Put the lines of the records, from the line containing "Question: For every instance of the toucan's orange" up to and including the line containing "[(275, 235)]", into a numbered list with blank lines left out.

------ Information supplied ------

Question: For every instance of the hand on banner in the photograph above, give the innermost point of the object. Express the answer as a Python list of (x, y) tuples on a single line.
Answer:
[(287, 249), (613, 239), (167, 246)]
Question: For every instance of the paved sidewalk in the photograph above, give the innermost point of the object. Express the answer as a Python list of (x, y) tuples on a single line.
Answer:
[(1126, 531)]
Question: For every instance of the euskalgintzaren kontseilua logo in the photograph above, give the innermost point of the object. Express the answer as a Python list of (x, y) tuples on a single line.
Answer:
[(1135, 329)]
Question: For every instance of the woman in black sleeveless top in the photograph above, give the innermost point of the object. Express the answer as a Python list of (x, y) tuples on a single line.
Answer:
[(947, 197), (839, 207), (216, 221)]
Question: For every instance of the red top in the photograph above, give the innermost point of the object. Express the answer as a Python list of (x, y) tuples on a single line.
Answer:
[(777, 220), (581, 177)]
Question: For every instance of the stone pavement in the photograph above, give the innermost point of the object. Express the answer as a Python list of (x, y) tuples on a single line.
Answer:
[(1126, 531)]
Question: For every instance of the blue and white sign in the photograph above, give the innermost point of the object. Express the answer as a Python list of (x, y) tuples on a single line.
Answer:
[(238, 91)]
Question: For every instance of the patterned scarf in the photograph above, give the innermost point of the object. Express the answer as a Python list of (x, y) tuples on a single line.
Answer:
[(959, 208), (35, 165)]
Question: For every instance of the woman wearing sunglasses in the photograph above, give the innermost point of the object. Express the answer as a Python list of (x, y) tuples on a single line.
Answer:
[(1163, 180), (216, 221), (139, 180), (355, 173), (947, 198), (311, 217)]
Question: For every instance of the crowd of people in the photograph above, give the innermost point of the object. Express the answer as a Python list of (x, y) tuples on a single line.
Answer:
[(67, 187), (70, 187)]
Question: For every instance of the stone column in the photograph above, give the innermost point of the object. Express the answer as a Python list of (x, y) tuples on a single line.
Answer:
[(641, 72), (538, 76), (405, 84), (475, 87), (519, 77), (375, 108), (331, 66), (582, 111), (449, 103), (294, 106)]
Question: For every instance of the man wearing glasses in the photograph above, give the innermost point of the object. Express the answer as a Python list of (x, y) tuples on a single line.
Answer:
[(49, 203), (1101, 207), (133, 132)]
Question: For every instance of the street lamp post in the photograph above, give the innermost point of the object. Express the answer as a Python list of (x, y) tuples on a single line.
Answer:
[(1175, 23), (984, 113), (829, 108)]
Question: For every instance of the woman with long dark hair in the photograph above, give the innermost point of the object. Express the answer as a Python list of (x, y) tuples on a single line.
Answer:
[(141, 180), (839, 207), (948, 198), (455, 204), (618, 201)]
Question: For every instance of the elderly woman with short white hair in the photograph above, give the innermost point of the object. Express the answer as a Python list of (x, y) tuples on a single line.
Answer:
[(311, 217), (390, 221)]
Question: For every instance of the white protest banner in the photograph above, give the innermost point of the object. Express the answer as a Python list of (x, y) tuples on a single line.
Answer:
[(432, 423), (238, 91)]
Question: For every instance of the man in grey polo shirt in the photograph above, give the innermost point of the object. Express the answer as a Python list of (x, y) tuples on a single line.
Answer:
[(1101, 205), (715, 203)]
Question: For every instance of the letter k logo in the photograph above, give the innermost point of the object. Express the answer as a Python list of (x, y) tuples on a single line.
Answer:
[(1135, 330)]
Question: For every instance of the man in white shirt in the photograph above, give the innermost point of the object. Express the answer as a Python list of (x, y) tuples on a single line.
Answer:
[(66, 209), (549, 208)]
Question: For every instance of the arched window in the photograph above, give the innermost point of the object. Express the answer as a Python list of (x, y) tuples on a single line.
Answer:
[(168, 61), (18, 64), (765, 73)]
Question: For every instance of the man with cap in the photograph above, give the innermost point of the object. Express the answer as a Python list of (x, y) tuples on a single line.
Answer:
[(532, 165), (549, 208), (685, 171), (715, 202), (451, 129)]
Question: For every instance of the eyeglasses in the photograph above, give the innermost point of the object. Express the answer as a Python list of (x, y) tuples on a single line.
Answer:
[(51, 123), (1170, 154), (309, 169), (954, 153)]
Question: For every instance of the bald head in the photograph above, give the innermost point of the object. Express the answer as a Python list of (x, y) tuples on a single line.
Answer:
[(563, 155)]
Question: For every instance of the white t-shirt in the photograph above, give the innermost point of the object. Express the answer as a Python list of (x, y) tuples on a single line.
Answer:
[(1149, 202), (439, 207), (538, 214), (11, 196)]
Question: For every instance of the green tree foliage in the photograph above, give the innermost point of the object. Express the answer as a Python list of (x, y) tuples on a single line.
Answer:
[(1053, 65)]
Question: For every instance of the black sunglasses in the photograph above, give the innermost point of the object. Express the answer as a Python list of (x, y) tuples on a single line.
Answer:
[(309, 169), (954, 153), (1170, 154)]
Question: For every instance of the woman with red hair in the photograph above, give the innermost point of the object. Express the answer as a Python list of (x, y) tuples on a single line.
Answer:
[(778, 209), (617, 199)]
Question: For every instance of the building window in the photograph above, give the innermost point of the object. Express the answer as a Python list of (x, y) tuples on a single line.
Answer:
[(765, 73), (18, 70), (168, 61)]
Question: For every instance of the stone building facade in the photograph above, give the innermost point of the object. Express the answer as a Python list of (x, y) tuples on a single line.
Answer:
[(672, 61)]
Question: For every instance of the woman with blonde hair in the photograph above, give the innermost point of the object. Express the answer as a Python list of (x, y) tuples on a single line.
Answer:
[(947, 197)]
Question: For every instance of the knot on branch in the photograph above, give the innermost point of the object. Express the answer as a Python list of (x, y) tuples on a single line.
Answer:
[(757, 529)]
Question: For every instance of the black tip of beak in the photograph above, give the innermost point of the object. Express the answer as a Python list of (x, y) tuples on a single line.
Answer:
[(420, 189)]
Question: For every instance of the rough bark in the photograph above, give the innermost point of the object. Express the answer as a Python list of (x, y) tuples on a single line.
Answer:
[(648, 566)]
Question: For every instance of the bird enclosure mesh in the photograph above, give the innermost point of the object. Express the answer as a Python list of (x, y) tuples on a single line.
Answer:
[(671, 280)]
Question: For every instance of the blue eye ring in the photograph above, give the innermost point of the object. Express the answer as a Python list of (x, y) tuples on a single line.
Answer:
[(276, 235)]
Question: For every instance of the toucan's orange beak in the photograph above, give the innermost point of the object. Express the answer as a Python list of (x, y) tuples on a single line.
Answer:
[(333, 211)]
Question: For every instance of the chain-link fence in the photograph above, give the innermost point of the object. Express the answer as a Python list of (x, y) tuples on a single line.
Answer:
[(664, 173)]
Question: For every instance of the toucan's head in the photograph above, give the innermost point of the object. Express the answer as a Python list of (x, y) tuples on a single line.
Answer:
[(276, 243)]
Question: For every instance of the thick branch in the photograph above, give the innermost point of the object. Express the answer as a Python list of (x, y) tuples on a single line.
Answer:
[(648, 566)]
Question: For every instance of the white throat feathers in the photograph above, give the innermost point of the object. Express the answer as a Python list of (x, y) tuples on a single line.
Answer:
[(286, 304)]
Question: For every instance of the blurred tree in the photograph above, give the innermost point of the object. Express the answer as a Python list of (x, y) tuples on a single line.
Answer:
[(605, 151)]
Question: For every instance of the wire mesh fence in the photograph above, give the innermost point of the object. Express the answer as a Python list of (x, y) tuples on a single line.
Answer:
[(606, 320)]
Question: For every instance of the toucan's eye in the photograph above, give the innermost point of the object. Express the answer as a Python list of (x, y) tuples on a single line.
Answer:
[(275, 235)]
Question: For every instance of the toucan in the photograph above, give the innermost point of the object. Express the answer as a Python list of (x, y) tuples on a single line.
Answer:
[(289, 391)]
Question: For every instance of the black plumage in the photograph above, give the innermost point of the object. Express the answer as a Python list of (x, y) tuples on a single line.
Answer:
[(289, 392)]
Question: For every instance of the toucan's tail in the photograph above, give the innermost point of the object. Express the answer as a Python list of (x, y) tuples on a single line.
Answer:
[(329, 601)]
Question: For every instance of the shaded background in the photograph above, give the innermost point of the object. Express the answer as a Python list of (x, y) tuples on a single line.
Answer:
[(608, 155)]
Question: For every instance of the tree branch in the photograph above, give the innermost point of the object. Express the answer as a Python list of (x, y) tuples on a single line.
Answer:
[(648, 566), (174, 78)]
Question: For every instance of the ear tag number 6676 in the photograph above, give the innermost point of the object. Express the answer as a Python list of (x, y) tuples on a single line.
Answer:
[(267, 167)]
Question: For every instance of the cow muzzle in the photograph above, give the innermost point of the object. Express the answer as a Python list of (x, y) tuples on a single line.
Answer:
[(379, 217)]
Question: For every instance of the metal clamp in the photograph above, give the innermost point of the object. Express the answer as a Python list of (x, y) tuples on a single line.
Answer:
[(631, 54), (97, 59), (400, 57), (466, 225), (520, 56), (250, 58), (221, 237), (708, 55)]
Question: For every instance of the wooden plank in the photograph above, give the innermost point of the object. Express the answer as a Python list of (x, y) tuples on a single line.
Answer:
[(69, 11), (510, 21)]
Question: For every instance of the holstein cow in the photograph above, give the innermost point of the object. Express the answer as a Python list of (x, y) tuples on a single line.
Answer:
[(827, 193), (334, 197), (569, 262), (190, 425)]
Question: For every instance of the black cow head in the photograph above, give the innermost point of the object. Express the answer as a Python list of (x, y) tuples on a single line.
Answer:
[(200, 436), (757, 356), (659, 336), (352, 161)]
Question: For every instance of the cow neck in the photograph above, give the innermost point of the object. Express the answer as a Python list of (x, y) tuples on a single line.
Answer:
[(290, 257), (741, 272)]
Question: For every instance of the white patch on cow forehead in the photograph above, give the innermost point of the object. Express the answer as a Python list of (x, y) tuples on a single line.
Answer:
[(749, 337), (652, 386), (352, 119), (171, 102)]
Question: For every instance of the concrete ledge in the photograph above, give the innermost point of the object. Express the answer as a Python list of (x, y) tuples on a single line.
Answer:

------

Response to this exercise.
1. Question: For every instance of the toucan's orange beak in the photograph above, give the innermost point of the object. Express the answer as a Python list of (x, y) tuples on a single line.
2. Answer:
3. [(333, 211)]
4. Question: For every instance of the chain-link fence in the photograph above, give the innermost point of the object. Express the answer as a Python list of (x, y) tuples on a single line.
5. Answer:
6. [(664, 173)]
7. Question: For every instance of the toucan's head in the photograph above, give the innermost point of the object. Express the answer as a Python list of (x, y) tuples on a single line.
8. Answer:
9. [(276, 243)]
10. Question: For every instance of the thick branch in the photograph above, give the innermost point of the object. Express the answer as a Python list of (x, y) tuples on a single line.
11. Answer:
12. [(648, 566)]
13. Question: For every instance of the white throat feathers in the photograph above, give the innermost point of the object. Express the answer as a Python list of (x, y) tuples on a single line.
14. Answer:
15. [(286, 304)]
16. Question: For every instance of the blurred tree in the photograph above, give the innermost point of the object. Express the answer as a Python list of (x, y) tuples on a single line.
17. Answer:
18. [(605, 151)]
19. Question: For every instance of the wire mesh fence in the photograph above, give the innermost point of the object. Express the answer as a Python list of (x, y) tuples on a single line.
20. Answer:
21. [(606, 320)]
22. Question: For every instance of the toucan's eye in the photograph above, give the innermost point of the object. Express the answer as a Python list of (x, y) tuples on a single line.
23. Answer:
24. [(275, 235)]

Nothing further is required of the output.